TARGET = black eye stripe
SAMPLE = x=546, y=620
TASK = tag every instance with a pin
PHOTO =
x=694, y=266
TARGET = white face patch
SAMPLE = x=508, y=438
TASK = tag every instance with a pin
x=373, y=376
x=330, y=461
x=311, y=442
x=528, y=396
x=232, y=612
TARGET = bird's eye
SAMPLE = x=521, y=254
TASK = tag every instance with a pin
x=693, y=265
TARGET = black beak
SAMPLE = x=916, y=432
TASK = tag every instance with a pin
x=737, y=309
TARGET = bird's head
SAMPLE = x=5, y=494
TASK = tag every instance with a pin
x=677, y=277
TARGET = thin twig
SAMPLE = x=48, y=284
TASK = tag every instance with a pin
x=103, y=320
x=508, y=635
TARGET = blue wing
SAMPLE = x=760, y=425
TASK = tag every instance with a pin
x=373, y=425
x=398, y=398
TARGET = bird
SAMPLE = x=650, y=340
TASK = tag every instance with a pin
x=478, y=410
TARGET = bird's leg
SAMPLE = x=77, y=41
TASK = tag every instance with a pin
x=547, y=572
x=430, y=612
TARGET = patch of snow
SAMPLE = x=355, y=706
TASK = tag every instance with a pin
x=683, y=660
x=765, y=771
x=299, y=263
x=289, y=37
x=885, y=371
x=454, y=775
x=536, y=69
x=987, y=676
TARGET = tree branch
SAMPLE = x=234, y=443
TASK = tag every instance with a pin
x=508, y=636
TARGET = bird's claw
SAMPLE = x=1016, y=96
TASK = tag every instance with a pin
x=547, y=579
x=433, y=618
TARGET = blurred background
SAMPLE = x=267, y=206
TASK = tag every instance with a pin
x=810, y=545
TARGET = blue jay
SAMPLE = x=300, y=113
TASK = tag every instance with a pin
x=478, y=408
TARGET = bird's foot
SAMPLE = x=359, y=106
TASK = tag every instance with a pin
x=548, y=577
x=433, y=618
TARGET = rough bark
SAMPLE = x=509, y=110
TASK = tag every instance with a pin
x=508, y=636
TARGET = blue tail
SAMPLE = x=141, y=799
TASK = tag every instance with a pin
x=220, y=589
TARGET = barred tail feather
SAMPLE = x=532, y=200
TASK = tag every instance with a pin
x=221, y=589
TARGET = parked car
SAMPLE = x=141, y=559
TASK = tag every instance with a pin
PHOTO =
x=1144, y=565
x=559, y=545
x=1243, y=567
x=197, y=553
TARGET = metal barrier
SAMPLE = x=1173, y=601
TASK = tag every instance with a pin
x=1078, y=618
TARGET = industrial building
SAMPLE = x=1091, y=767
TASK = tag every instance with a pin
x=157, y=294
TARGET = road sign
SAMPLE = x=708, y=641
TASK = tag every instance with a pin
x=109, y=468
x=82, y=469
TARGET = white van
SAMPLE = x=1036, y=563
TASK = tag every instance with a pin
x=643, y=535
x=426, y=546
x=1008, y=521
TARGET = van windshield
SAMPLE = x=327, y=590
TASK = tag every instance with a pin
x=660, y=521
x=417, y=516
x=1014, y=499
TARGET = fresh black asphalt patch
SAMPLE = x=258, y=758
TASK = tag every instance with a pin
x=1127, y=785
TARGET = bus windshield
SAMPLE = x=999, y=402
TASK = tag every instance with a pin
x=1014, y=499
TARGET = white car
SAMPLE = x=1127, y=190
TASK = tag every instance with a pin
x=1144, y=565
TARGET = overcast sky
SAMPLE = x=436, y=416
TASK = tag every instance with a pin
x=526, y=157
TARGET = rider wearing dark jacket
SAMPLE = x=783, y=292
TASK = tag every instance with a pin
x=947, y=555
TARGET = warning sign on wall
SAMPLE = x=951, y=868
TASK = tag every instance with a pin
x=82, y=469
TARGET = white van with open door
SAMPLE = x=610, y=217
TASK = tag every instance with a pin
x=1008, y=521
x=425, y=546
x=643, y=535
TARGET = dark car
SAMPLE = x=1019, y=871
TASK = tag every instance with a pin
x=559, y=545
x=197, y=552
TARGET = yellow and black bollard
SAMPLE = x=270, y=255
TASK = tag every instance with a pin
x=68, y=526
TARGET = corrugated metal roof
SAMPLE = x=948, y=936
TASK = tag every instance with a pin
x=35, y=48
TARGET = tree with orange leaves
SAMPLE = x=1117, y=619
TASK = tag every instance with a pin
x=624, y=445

--

▶ **Assignment**: Could you please copy the lines of the listing above exactly, from its first line through the line bearing "TARGET = bird's eye", and nothing more?

▶ **Task solution**:
TARGET = black eye stripe
SAMPLE = x=546, y=620
TASK = tag every instance with a pin
PHOTO =
x=694, y=266
TARGET = white face patch
SAMPLE = x=508, y=438
TASK = tag every instance with a pin
x=373, y=376
x=330, y=461
x=311, y=442
x=528, y=396
x=232, y=612
TARGET = bird's eye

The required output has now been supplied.